* _INFORMATION SUPPLIED_:

· · · ·

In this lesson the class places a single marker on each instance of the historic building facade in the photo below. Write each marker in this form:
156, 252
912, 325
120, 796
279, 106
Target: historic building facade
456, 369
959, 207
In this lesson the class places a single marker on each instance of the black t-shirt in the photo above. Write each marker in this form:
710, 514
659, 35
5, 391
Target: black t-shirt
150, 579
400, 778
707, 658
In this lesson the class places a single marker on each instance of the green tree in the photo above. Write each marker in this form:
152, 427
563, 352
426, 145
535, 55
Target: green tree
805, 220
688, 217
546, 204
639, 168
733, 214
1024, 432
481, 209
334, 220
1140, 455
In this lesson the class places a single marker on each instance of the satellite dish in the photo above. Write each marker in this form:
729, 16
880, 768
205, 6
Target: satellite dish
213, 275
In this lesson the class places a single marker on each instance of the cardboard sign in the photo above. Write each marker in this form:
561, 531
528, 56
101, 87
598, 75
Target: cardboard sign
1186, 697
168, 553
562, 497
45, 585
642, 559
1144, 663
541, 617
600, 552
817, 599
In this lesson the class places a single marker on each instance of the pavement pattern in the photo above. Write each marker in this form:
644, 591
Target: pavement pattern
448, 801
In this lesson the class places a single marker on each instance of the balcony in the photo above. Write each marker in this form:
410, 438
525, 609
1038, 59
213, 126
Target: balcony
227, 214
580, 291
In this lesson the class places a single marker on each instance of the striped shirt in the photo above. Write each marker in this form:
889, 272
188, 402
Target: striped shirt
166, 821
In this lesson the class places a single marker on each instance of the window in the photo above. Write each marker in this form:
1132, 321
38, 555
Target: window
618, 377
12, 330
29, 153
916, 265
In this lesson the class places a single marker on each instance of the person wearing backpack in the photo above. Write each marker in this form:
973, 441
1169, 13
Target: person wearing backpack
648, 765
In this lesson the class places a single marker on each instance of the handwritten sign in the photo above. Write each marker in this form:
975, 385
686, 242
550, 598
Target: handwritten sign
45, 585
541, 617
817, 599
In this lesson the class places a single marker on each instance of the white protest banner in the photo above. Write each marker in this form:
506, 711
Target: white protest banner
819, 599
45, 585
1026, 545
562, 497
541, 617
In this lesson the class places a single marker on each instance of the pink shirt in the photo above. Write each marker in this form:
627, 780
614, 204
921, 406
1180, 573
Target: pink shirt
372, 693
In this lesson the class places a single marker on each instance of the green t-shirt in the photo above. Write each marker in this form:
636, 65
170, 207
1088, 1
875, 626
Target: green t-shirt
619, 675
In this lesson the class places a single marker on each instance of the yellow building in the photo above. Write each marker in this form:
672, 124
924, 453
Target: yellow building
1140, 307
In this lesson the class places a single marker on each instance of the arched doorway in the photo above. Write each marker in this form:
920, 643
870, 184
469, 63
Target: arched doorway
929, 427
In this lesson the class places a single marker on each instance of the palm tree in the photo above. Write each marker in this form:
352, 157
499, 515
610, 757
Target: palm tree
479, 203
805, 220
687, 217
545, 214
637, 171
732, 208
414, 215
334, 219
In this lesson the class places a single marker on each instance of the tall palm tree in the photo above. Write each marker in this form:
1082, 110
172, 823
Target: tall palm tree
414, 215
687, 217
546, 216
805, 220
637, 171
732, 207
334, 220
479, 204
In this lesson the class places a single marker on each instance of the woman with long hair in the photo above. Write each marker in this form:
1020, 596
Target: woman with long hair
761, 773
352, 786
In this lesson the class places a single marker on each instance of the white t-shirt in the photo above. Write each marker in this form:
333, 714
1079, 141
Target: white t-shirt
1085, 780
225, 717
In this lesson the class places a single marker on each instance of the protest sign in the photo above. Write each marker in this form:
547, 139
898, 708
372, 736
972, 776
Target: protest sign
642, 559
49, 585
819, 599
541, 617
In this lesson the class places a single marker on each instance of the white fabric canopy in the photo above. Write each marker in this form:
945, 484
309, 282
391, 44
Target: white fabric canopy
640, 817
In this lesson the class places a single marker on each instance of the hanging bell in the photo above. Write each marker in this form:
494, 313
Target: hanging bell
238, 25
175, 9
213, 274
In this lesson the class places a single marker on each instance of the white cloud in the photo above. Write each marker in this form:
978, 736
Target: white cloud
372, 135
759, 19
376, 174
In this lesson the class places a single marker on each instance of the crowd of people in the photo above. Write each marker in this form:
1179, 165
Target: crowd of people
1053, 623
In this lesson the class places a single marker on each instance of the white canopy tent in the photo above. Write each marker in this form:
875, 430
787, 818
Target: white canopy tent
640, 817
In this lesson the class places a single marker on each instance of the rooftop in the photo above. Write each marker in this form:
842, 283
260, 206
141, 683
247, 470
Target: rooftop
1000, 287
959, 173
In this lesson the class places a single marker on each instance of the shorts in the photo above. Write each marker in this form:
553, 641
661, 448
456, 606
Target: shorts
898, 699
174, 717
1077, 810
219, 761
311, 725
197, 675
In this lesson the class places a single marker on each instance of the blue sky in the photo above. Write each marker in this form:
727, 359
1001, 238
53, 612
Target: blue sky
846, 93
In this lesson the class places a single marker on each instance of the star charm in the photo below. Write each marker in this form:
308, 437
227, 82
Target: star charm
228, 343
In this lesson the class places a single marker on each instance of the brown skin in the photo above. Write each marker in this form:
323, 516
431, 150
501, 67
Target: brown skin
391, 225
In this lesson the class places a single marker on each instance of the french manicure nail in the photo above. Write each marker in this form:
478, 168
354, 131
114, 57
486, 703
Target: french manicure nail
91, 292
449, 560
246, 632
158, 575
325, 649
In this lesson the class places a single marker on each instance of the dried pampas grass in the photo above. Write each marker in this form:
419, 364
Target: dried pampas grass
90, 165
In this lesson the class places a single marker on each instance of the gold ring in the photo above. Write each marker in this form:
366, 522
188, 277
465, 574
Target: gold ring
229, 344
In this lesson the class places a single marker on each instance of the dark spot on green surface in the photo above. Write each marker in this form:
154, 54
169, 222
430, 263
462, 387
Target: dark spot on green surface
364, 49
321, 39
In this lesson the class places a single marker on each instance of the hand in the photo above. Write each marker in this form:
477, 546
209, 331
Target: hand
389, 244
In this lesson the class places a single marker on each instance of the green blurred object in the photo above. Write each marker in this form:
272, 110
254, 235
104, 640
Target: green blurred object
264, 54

· · · ·

Write out exactly the lines starting with the one that holds "of the dried" and running through the last line above.

In this lesson the class places a single marker on each instance of the dried pampas grass in the photo above. Write each marker in this form:
419, 364
Target: dried pampas grass
90, 165
In this lesson the class places a single marker on each instance of the gold ring in the photo above. Write each marker in this form:
366, 522
188, 277
465, 574
Target: gold ring
229, 344
In this lesson the class places a single marker on each instance of the dark spot on green surface in the photo above. Write each marker in this form:
154, 54
169, 222
430, 263
462, 387
Target: dark spot on green surface
364, 49
321, 39
In this lesson the class places a single marker on each instance of the hand in the photo above. Write each marker in this form:
477, 546
209, 331
Target: hand
389, 244
In this lesson the class places a single marker on each instance of the green blurred object in the photo above. Write each marker in this form:
272, 110
254, 235
104, 640
Target: green blurred object
264, 54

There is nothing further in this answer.